LESETEXT:
◆ ◆ ◆ ◆ ◆

Nur mal ein Gedankenansatz dazu, es gibt viele Darlehensnehmer, die trotz Arbeitslosgkeit, Krankheit oder Lebensveränderungen veränderte oder unzureichende Einkommenssituationen vorliegen haben oder bonitätsmäßig nicht mehr kreditwürdig sind und das Darlehen trotzdem seine Wirksamkeit behält, meinen sie alle diese Verbraucher haben diese veränderten Situationen mitgeteilt, was deren Pflicht laut Darlehensvertrag ist und eine Kündigung nach sich ziehen könnte? Machen das die Banken? Wollen die das? Jeder, sowohl die Banken als auch die Verbraucher schneiden sich den Ast ab auf dem sie sitzen, der Verbraucher zwar indirekt, wenn die Banken großen Schaden erleiden würden, aber dass das möglich ist, haben wir ja nun alle bestens erleben dürfen in den vergangenen Jahren. Auch wenn sicherlich die Gründe da etwas anders geartet sind, tatsächlich aber erleiden auch wir Schaden, wenn die Banken Schaden - wenn ach selnst verursacht - nehmen. Auch gerät eine Bank nicht unbedingt oder zwangsläufig in Schieflage, sollten einige Verträge unwirksam sein, Fakt ist aber das gute und sichere Geld liegt bei der Bank im Passivgeschäft und das sind nunmal u.a. die Hypothekenkredite aufgrund der dahinter stehenden Sicherheit der Immobilie.

◆ ◆ ◆ ◆ ◆

AUFGABE 1: Fasse den Absatz des Textes über Darlehensverträge, der mit „Nur mal ein Gedankenansatz dazu“ beginnt, als kurze Stichpunktliste zusammen, ohne die wichtigsten Aussagen zu verlieren.
AUFGABE 2: Setze den Text über Darlehensverträge nach seinem letzten Satz fort.
Das Material spielt hierfür keine Rolle.

◆ ◆ ◆ ◆ ◆

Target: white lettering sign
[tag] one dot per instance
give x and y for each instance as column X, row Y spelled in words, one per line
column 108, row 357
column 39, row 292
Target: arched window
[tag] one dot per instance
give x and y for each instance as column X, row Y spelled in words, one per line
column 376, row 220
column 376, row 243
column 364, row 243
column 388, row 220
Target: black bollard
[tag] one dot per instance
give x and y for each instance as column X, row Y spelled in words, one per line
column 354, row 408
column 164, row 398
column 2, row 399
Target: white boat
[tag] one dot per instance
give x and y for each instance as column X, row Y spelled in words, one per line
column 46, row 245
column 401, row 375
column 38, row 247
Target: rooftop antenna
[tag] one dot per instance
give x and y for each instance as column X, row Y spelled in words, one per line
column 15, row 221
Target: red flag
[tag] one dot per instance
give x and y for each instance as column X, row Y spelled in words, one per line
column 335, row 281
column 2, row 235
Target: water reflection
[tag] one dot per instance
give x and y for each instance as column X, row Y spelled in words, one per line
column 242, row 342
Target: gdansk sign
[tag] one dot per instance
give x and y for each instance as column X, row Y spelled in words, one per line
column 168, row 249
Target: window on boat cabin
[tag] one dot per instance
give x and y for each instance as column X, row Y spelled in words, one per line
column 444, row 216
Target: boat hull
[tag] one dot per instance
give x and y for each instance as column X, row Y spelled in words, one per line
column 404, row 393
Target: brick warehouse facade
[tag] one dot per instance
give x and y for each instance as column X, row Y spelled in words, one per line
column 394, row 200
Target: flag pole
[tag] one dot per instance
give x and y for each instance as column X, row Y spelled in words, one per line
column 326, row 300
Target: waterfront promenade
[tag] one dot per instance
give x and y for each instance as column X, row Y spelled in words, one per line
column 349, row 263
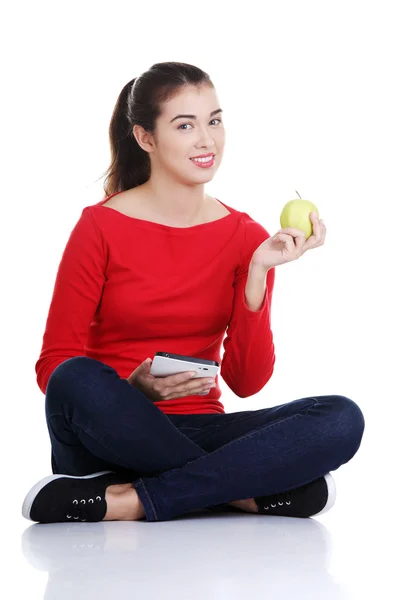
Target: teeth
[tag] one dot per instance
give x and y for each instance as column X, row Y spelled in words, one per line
column 208, row 159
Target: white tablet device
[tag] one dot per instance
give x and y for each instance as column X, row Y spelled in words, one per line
column 165, row 364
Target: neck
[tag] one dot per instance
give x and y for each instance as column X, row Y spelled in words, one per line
column 176, row 202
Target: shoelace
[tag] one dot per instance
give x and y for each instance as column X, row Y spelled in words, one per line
column 279, row 499
column 82, row 508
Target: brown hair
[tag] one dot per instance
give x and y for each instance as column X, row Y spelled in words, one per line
column 140, row 103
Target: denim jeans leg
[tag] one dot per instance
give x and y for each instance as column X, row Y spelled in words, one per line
column 98, row 421
column 279, row 456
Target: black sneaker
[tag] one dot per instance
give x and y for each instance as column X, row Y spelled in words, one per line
column 311, row 499
column 69, row 499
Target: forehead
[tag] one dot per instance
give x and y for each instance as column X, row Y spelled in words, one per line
column 196, row 100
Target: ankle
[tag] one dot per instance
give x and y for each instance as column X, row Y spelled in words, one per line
column 123, row 503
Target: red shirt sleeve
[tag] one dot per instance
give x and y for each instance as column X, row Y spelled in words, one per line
column 249, row 357
column 77, row 291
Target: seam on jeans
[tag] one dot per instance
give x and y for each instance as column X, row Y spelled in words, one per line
column 149, row 499
column 130, row 467
column 307, row 407
column 250, row 434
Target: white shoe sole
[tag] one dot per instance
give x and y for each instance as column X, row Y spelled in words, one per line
column 33, row 492
column 330, row 482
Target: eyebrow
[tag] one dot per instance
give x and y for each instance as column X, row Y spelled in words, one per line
column 214, row 112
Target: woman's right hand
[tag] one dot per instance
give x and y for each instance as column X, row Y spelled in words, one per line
column 167, row 388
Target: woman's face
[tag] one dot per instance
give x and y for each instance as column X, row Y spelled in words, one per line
column 177, row 140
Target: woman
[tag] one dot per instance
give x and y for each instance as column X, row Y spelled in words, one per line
column 158, row 265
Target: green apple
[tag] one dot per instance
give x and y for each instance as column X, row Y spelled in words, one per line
column 296, row 213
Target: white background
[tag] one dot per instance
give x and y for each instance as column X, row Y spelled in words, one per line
column 310, row 93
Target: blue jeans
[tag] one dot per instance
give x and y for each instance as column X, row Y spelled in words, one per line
column 181, row 463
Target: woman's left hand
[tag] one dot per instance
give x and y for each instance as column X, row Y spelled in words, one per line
column 288, row 244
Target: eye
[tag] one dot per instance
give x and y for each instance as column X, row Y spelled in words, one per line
column 189, row 123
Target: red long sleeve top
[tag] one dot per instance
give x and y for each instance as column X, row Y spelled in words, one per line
column 127, row 288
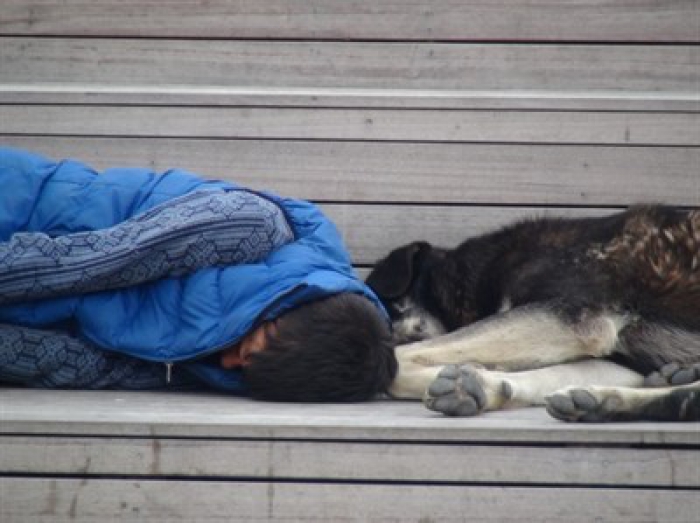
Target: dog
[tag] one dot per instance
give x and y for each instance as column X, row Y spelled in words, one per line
column 572, row 314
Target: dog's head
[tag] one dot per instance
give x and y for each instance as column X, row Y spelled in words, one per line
column 402, row 282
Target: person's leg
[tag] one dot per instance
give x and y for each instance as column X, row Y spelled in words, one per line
column 55, row 359
column 198, row 230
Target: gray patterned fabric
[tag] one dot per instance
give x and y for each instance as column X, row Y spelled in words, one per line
column 195, row 231
column 198, row 230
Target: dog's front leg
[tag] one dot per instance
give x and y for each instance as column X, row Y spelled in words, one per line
column 526, row 337
column 467, row 390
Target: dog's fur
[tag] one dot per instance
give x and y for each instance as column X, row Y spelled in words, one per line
column 571, row 313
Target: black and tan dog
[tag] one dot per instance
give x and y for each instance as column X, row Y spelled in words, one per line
column 571, row 313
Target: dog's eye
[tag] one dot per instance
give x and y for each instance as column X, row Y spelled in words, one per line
column 402, row 306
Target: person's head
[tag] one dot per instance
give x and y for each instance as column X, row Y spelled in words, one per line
column 334, row 349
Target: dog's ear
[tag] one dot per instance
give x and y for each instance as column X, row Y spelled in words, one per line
column 393, row 275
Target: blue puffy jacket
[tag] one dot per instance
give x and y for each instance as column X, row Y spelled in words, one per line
column 296, row 255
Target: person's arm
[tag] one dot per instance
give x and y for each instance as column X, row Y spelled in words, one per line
column 195, row 231
column 54, row 359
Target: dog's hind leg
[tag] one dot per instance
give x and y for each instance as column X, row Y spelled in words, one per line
column 526, row 337
column 596, row 403
column 468, row 390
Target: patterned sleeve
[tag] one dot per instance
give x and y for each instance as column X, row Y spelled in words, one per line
column 198, row 230
column 54, row 359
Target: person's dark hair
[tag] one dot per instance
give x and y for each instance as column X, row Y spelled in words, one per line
column 337, row 349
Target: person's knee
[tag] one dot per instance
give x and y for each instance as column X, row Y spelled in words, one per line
column 334, row 349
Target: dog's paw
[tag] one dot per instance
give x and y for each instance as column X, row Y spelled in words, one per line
column 584, row 404
column 466, row 391
column 673, row 374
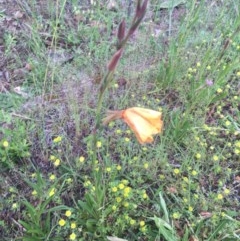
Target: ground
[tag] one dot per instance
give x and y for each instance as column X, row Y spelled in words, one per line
column 63, row 179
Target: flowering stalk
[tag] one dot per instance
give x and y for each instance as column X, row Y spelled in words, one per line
column 122, row 40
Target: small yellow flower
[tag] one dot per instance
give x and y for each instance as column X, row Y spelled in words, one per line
column 72, row 236
column 5, row 144
column 176, row 171
column 57, row 139
column 73, row 225
column 68, row 213
column 219, row 196
column 52, row 192
column 99, row 144
column 198, row 156
column 141, row 223
column 52, row 177
column 62, row 222
column 57, row 162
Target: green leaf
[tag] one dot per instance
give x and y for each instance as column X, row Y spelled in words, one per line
column 171, row 4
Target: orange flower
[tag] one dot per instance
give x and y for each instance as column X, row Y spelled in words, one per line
column 144, row 122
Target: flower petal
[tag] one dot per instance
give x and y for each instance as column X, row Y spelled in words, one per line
column 143, row 122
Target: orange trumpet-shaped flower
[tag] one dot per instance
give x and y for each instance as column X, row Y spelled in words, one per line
column 144, row 122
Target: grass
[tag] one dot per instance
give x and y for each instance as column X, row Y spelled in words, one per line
column 183, row 61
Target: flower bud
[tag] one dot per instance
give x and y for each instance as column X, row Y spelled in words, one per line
column 121, row 30
column 113, row 62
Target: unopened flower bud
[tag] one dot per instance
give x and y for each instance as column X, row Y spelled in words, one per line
column 113, row 62
column 121, row 30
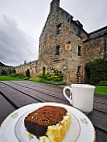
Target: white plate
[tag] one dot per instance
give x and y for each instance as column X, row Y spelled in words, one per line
column 13, row 129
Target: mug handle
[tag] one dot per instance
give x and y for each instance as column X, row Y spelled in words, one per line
column 68, row 98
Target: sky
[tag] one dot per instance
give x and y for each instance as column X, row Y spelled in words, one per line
column 22, row 21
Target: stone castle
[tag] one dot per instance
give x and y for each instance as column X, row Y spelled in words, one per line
column 66, row 46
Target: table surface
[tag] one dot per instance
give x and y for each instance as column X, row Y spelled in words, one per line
column 16, row 94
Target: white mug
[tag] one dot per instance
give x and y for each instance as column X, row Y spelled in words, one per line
column 81, row 96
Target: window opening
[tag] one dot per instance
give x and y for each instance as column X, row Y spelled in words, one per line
column 58, row 29
column 57, row 50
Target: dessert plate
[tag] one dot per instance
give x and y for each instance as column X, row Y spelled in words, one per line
column 13, row 129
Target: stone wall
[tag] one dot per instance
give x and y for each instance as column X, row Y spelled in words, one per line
column 64, row 45
column 32, row 66
column 5, row 69
column 68, row 60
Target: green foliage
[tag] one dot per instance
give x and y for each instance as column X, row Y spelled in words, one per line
column 28, row 73
column 4, row 72
column 18, row 75
column 37, row 79
column 102, row 83
column 101, row 90
column 9, row 78
column 14, row 70
column 97, row 71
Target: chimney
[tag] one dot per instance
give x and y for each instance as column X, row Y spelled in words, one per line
column 54, row 5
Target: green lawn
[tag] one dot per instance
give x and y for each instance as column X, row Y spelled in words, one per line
column 9, row 78
column 99, row 89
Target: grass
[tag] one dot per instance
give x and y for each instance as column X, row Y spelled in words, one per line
column 9, row 78
column 99, row 89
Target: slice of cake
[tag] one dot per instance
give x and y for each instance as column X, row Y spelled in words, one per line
column 48, row 123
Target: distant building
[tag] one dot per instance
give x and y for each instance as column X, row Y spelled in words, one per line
column 66, row 46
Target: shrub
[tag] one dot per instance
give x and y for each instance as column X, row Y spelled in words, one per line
column 28, row 73
column 4, row 72
column 97, row 71
column 102, row 83
column 18, row 75
column 14, row 70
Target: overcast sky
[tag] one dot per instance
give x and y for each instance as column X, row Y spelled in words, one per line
column 22, row 21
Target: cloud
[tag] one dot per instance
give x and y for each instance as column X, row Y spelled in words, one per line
column 15, row 45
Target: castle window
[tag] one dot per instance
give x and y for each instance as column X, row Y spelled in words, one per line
column 57, row 50
column 79, row 32
column 79, row 50
column 78, row 71
column 58, row 29
column 43, row 70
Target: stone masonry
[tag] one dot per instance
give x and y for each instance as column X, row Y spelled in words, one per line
column 66, row 46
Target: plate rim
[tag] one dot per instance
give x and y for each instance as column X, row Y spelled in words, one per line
column 50, row 103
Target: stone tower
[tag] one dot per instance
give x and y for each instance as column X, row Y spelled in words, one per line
column 54, row 5
column 66, row 46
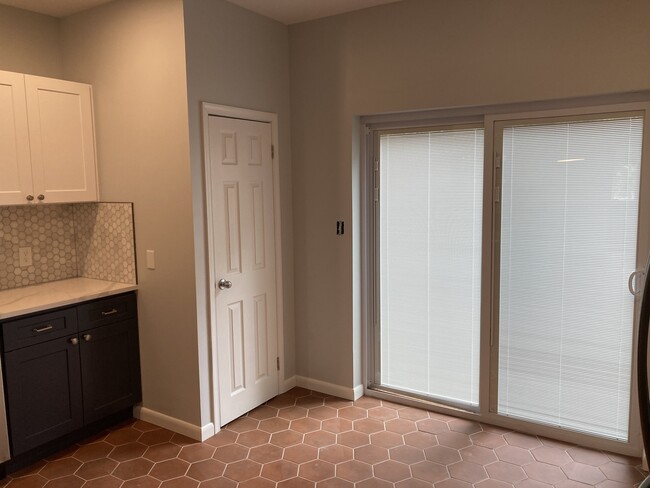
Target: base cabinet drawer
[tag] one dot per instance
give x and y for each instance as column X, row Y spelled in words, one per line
column 57, row 385
column 44, row 399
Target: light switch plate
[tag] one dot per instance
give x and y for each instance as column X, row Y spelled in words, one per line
column 151, row 259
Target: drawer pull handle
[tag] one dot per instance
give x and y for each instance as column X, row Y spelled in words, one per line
column 43, row 329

◆ ◆ ◆ ◆ ◆

LÖSUNG 1:
- Viele Darlehensnehmer haben wegen Arbeitslosigkeit, Krankheit oder anderer Lebensveränderungen ein verändertes oder zu geringes Einkommen oder sind nicht mehr kreditwürdig, und das Darlehen bleibt trotzdem wirksam.
- Laut Darlehensvertrag müssten sie solche Veränderungen melden, was zu einer Kündigung führen könnte; es wird bezweifelt, dass alle das tun und dass Banken das überhaupt wollen.
- Banken und Verbraucher schneiden sich den Ast ab, auf dem sie sitzen: Erleiden Banken großen Schaden, trifft das indirekt auch die Verbraucher, wie die vergangenen Jahre gezeigt haben.
- Eine Bank gerät nicht zwangsläufig in Schieflage, wenn einige Verträge unwirksam sind.
- Hypothekenkredite gelten wegen der dahinterstehenden Immobilie als gutes und sicheres Geld der Bank.

LÖSUNG 2:
Will hier kein Bankenlobbyist sein, auf gar keinen Fall, es aber wenigstens mal zu bedenken geben.
Viel wichtiger aber ist mir, an solch eine Angelegenheit nicht unaufgeklärt ran zu gehen, der Anwalt klärt die rechtliche Grundlage, ok, diese mag auch fundiert sein, deshalb aber kann der Verbraucher noch lange nicht sofort sein Darlehen ablösen und das kann fatale Gründe als auch Folgen haben. Was passiert wenn sich die Bank auf einen Prozeß einlässt, nicht abgelöst werden kann, aber das neue Darlehen sich schon ausserhalb der Widerrufsfrist befindet? Was ist wenn gekündigt wird, aber das neue Darlehen - aus welchen Gründen auch immer und da kann es genügend geben - nicht bereit gestellt wird?
Ein Anwalt, ein Urteil und eine geklärte rechtliche Grundlage muss noch lange nicht dazu führen, tatsächlich einen Nutzen bzw. Vorteil - ganz gleich aus welchen Gründen auch immer - aus dieser Grundlage zu haben !!!! Da gehört wirklich ein bisschen mehr dazu!!!!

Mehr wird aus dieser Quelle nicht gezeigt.